GOAL OF THE EXERCISE -
Up to and including the line that holds "point(1, 383)", copy every line of the records below exactly, starting at the first; leave pictures out.

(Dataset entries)
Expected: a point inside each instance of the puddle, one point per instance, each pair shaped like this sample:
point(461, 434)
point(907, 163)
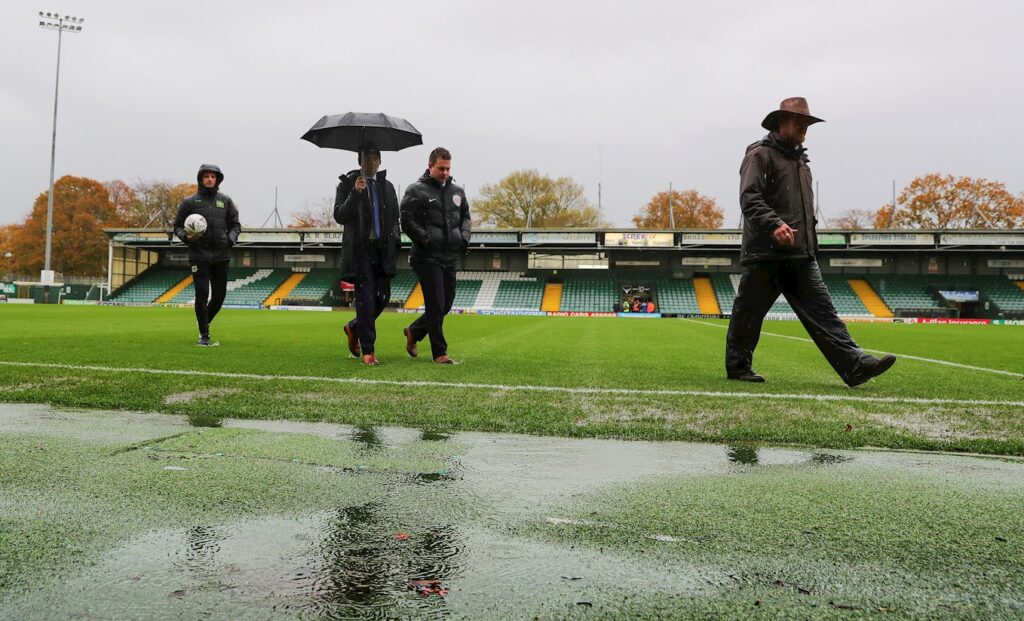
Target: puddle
point(451, 542)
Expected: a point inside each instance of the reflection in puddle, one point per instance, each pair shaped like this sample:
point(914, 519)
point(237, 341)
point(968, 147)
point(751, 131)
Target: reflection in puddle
point(205, 420)
point(828, 458)
point(366, 568)
point(455, 530)
point(742, 454)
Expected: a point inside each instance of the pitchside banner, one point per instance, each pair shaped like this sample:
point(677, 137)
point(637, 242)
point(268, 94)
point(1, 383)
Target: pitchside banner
point(494, 238)
point(707, 260)
point(832, 239)
point(849, 262)
point(892, 239)
point(142, 237)
point(269, 238)
point(559, 238)
point(981, 239)
point(639, 240)
point(322, 238)
point(711, 239)
point(1006, 263)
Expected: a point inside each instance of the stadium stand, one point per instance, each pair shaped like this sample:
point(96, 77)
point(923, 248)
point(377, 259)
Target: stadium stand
point(707, 300)
point(148, 286)
point(847, 302)
point(519, 295)
point(552, 300)
point(401, 286)
point(312, 289)
point(504, 290)
point(254, 288)
point(1006, 294)
point(677, 296)
point(466, 292)
point(725, 289)
point(246, 286)
point(589, 293)
point(905, 293)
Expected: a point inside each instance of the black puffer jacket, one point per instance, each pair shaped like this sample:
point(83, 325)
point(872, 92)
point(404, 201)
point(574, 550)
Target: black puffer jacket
point(775, 188)
point(354, 211)
point(222, 226)
point(436, 218)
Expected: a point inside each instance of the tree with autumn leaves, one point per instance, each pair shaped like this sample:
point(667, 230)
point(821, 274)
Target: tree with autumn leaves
point(689, 208)
point(935, 201)
point(528, 199)
point(82, 208)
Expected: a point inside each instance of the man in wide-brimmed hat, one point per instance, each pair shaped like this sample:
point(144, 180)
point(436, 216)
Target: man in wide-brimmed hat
point(778, 253)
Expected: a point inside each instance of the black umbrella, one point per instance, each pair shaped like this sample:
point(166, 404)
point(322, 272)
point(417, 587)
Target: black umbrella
point(353, 129)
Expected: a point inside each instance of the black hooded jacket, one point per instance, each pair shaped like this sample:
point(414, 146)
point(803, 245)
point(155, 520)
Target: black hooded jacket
point(436, 218)
point(222, 226)
point(775, 188)
point(354, 211)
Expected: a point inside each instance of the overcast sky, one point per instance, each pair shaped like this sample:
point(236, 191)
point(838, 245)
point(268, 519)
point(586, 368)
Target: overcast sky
point(632, 94)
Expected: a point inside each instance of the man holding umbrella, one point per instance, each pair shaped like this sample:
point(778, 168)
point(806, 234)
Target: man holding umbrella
point(435, 216)
point(367, 206)
point(778, 252)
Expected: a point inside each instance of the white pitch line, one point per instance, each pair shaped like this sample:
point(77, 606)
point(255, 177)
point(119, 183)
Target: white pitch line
point(906, 356)
point(522, 387)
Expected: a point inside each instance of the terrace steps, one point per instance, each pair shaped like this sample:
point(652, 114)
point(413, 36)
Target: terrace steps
point(286, 287)
point(552, 300)
point(415, 298)
point(707, 300)
point(869, 298)
point(170, 293)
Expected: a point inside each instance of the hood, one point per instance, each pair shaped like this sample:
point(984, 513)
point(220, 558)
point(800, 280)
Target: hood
point(209, 168)
point(426, 178)
point(352, 174)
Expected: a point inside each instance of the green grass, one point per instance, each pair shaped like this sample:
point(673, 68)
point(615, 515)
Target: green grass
point(550, 352)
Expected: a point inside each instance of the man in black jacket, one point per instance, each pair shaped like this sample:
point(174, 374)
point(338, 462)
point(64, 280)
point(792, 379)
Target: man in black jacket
point(210, 251)
point(367, 206)
point(778, 253)
point(435, 216)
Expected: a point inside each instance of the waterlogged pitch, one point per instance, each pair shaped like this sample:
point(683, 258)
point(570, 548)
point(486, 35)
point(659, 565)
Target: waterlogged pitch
point(127, 515)
point(275, 478)
point(954, 387)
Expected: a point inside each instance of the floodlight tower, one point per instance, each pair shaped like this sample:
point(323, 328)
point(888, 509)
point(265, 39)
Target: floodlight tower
point(61, 24)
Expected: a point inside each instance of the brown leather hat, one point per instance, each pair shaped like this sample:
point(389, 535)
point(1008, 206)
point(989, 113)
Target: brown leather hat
point(792, 106)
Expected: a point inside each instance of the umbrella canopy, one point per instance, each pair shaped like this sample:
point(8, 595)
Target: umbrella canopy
point(353, 129)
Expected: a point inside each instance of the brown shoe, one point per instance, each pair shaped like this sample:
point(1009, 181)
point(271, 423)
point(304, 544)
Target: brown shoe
point(411, 343)
point(353, 342)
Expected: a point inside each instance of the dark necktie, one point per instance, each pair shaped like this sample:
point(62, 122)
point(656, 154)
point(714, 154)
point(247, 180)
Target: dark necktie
point(375, 200)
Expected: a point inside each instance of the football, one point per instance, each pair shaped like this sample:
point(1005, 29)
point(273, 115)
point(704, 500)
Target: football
point(196, 224)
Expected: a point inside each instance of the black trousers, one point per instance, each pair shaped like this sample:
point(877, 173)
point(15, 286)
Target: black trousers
point(373, 291)
point(800, 281)
point(438, 295)
point(210, 279)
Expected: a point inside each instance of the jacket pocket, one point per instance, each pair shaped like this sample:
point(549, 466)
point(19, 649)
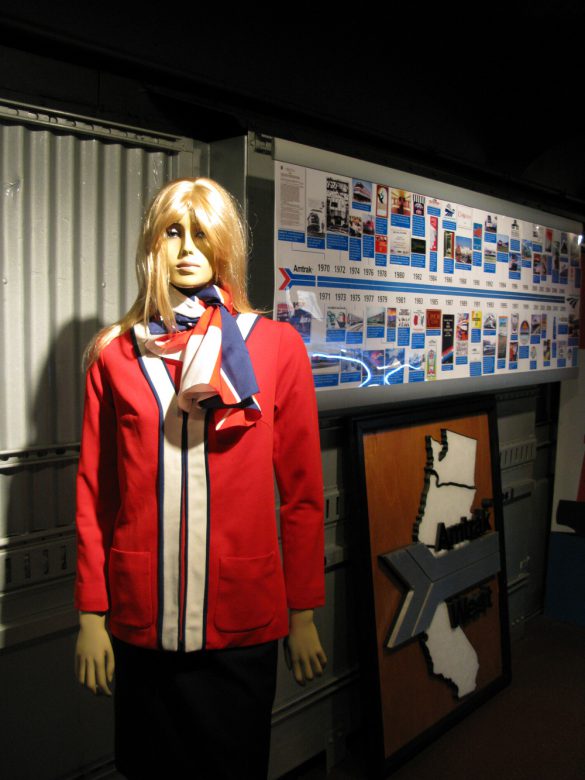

ANSWER SPACE -
Expected: a point inside each instance of the puddle, one point per instance, each pair shaped like this sample:
point(461, 434)
point(907, 163)
Target: puddle
point(451, 542)
Expected: a point inside each instance of the reflection in puddle, one point per instance, each pair shaped like this sample:
point(914, 519)
point(237, 341)
point(968, 147)
point(751, 131)
Target: reflection in puddle
point(205, 420)
point(828, 458)
point(366, 568)
point(455, 530)
point(742, 454)
Expected: a point inside each instance of the pitchside banner, one point per instance, each pair shaped like this sample:
point(677, 137)
point(637, 242)
point(268, 94)
point(1, 383)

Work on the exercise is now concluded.